Compiti dell'esercizio:
• a. Puoi riportare parola per parola il passo della discussione sulla traduzione di «eso lo será usted», da "E non c'è una" a "quello che vuole."?
• b. Puoi proseguire la discussione del forum su come si dice in italiano «eso lo será usted», riprendendo subito dopo l'ultima frase mostrata?
===== Brano =====
# Eso lo será usted!



## Sylphadora

Ciao di nuovo? Sapete se si dice in italiano "quello lo sarà Lei" per dire "eso lo será usted!". È una discussione e una persona insulta l'altra, e la seconda persona responde la prima (o *alla* prima?): "quello lo sarà Lei". Si danno del Lei.


----------



## irene.acler

Sylphadora said:


> Ciao di nuovo? Sapete se si dice in italiano "quello lo sarà Lei" per dire "eso lo será usted!". È una discussione e una persona insulta l'altra, e la seconda persona risponde la prima (o *alla* prima?): "quello lo sarà Lei". Si danno del Lei.


 
Veo que las personas se tratan de usted, entonces yo diría así:
X lo sarà lei (o Lei), donde X corresponde al término al que se hace referencia. 
Te hago unos ejemplos: _stupido lo sarà lei, ignorante lo sarà lei._

Y creo que se puede también quitar el "lo": _stupido sarà lei._


----------



## Sylphadora

E non c'è una forma di dirlo senza dire il insulto? È una conversazione telefonica e solo si sente quello che dico io. Pottrebe dire un insulto, ma penso che è molto più divertente se ciascuno si imagina quello che vuole.


----------



## Sylphadora

irene.acler said:


> Visto que las personas se tratan de usted, entonces yo (lo) diría así:
> X lo sarà lei (o Lei), donde X corresponde al término al que se hace referencia.
> Te pongo unos ejemplos: _stupido lo sarà lei, ignorante lo sarà lei._
> 
> Y creo que se puede también quitar el "lo": _stupido sarà lei._



Me gusta hacer de profa. Je je je!! XD


----------



## irene.acler

Muchas gracias por las correcciones!

Bueno, creo que sí, que puedes decirlo también sin el insulto. Probablemente "quello/questo lo sarà lei" está bien...pero a ver qué dicen los otros también!


----------



## Sylphadora

irene.acler said:


> Muchas gracias por las correcciones!



Prego!!  Mi piace fare la professoressa!! XD



irene.acler said:


> Bueno, creo que sí, que puedes decirlo también sin el insulto. Probablemente "quello/questo lo sarà lei" está bien...pero a ver qué dicen los otros también!
===== Dati forniti =====
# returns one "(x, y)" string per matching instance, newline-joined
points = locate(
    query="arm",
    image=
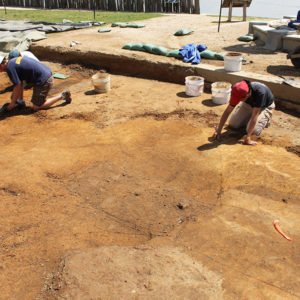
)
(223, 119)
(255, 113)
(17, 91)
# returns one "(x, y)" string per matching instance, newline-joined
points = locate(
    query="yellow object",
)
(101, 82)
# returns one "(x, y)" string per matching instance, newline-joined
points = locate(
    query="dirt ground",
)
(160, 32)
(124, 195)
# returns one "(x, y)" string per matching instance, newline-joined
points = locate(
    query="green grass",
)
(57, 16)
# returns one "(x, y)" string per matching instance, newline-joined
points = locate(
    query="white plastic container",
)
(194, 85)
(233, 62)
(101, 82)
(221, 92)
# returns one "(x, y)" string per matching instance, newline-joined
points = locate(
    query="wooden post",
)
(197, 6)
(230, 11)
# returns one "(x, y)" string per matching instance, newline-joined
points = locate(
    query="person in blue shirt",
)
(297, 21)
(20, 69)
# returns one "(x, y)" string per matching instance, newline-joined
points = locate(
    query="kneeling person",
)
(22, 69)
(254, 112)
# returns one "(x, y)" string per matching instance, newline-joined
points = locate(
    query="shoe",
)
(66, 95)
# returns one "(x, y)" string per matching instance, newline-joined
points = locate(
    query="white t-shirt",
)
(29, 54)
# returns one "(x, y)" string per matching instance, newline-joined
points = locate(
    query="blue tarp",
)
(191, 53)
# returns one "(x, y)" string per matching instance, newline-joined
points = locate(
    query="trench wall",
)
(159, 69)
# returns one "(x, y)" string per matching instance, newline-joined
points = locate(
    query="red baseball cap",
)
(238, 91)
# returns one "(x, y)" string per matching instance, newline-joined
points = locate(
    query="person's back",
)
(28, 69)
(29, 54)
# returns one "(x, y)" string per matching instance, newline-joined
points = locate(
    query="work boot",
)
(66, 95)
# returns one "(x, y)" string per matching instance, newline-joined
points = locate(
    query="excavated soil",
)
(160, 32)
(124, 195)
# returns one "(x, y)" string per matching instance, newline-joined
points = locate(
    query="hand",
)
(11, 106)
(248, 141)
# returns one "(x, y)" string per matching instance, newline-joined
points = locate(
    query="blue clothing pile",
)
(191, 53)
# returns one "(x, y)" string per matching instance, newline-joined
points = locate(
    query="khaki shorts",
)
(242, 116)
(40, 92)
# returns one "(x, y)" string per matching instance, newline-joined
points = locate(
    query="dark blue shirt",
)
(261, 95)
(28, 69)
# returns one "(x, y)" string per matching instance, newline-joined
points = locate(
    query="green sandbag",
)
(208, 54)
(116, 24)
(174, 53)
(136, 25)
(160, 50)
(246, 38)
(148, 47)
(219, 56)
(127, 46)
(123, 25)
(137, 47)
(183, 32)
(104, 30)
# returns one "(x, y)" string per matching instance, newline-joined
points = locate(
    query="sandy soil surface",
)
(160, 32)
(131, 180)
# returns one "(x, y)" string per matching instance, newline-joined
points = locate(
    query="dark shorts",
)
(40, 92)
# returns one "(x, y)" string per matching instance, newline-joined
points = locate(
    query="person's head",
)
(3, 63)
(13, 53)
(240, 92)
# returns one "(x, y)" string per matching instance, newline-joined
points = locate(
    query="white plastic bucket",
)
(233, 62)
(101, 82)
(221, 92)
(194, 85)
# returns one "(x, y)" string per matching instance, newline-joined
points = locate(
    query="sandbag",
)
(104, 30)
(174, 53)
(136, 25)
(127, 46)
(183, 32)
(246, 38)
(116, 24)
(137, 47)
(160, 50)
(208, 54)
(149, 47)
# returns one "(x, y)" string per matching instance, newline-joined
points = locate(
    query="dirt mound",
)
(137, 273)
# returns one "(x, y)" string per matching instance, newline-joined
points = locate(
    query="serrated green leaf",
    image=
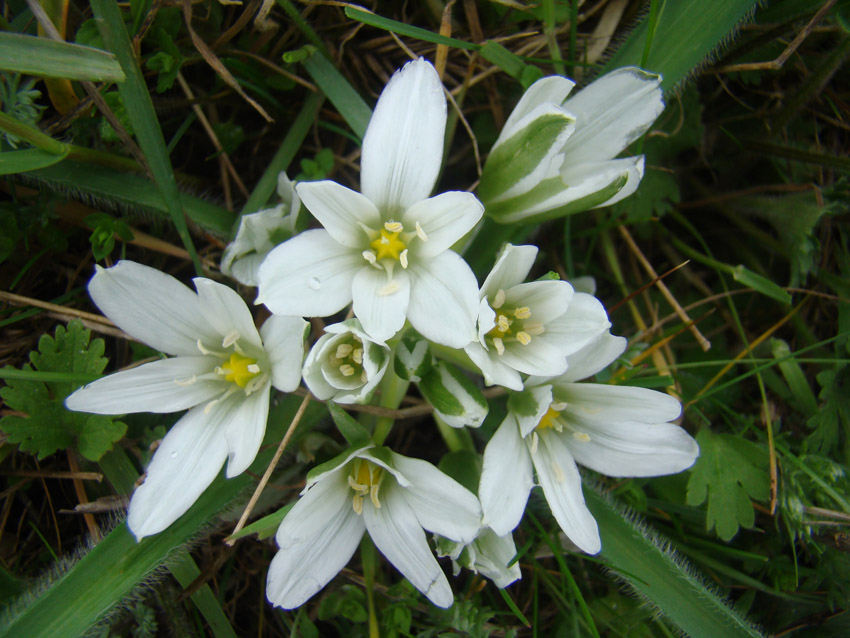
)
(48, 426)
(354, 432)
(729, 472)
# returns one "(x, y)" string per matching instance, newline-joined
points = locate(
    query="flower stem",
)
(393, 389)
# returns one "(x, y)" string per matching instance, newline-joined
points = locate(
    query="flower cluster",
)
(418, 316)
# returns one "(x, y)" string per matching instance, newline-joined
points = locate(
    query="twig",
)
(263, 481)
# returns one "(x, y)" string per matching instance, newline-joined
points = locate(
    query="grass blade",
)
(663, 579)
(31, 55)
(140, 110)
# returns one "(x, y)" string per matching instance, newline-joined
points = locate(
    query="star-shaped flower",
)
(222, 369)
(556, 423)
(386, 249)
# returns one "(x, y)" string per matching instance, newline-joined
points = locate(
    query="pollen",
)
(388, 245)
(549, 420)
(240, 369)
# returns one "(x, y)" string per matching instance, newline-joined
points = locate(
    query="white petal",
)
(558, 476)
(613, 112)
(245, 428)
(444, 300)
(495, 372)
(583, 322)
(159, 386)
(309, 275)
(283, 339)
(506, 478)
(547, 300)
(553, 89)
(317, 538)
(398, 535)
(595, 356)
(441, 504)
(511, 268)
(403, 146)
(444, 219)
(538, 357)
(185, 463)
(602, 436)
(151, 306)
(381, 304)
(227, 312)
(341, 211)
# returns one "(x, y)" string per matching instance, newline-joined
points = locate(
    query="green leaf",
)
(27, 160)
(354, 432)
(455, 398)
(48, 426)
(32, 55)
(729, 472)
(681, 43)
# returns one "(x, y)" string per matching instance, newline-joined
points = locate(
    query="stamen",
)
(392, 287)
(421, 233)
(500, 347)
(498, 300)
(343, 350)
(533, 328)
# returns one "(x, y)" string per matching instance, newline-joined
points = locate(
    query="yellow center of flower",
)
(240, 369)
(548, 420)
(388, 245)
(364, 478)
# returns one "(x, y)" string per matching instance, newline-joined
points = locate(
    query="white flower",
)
=====
Risultati dell'esercizio:
• a.
E non c'è una forma di dirlo senza dire il insulto? È una conversazione telefonica e solo si sente quello che dico io. Pottrebe dire un insulto, ma penso che è molto più divertente se ciascuno si imagina quello che vuole.

• b.
Grazie per la tua risposta!! ^^


----------



## azulines

quizaz se pueda decir "lo sara' lei ! "   pero no se usa  
a veces hay alguien que contesta:
rispedisco le accuse (l'offesa) al mittente


----------



## Sylphadora

azulines said:


> quizás se pueda decir "lo sara' lei ! "   pero no se usa
> a veces hay alguien que contesta:
> rispedisco le accuse (l'offesa) al mittente



Grazie per la tua risposta!!


----------



## irene.acler

Pero, "rispedisco le accuse al mittente" es más formal, en mi opinión, o se dice en tono irónico.

Cuando tratamos de tú, por ejemplo, se puede tranquilamente decir: 
A: sei proprio uno stupido!
B: questo lo sarai te! / stupido lo sarai te!


----------



## azulines

d'accordo su tutto tranne che sull'uso di "questo"

o dici 
lo sarai te 
oppure
stupido sarai tu


----------



## Sylphadora

Perché si dice "lo sarai *te*" e non "lo sarai *tu*"?? :? Non l'ho studiato a classe.


----------



## azulines

nella lingua parlata  si usano entrambi 
puoi usare te ma anche tu


----------



## irene.acler

Mm, por aquí decimos también "questo lo sarai te", pero en fin, será un regionalismo entonces!

Sylphadora, se usa "te" porque en este caso es un complemento objeto, y el pronombre objeto es "te". Por otro lado "tu" es el pronombre sujeto.


----------



## irene.acler

azulines said:


> nella lingua parlata si usano entrambi
> puoi usare te ma anche tu


 
Sí, pero en lo escrito yo pondría sólo "te".


----------



## azulines

de donde eres irene?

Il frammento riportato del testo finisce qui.